■ Given entries:
:::::

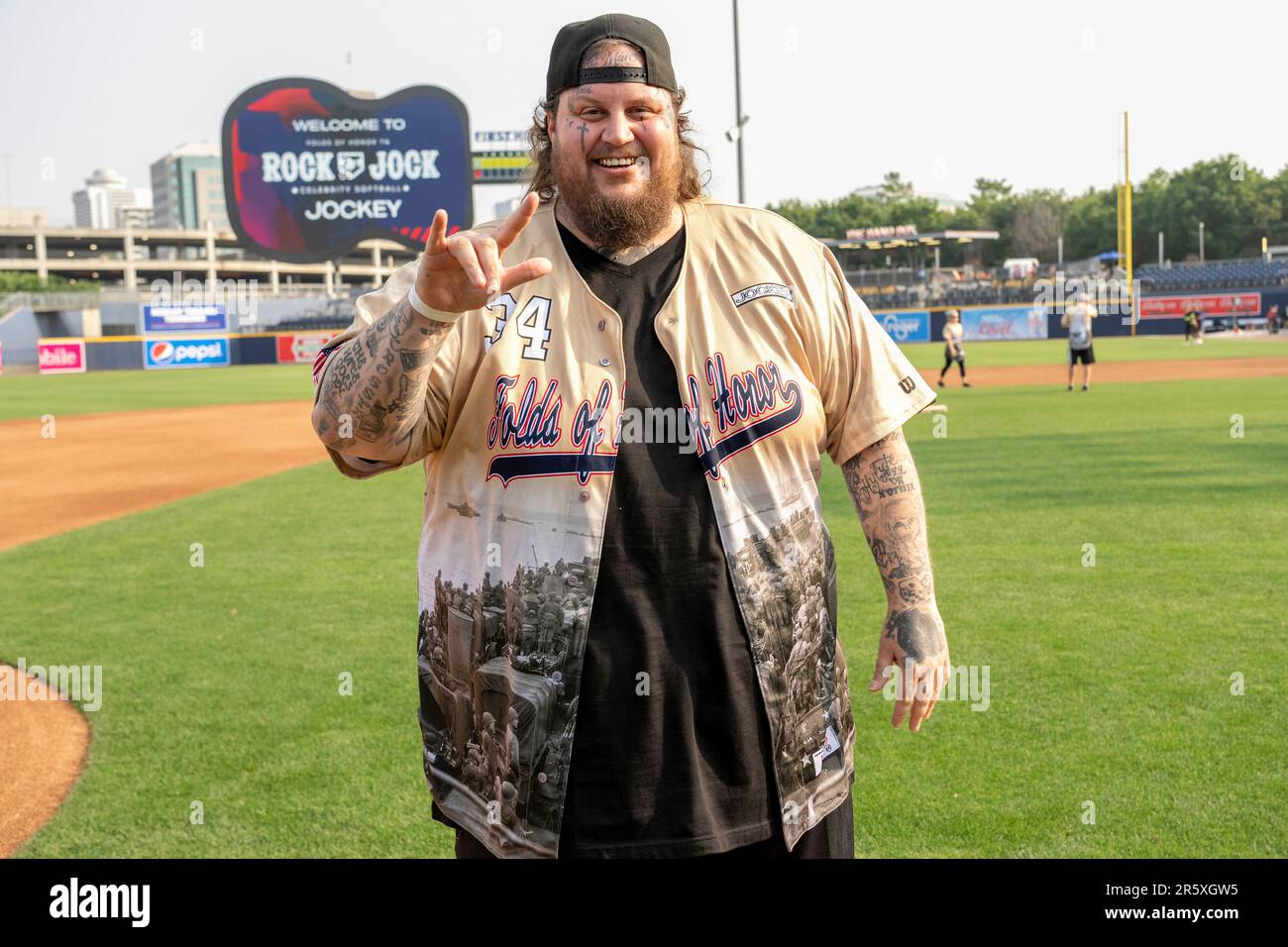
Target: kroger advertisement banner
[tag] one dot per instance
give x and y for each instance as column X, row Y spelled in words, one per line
column 185, row 354
column 1000, row 324
column 309, row 170
column 912, row 325
column 60, row 356
column 184, row 318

:::::

■ Requirement: Revise the material above by replacing "instance" with "object" throughout, leaving everything else unchanged and omitting the pictures.

■ Written response:
Target: kroger advertisement banner
[tag] one dot per object
give x and y for each object as column X, row Y spelled in words, one per line
column 185, row 354
column 1000, row 324
column 309, row 170
column 912, row 325
column 60, row 356
column 184, row 318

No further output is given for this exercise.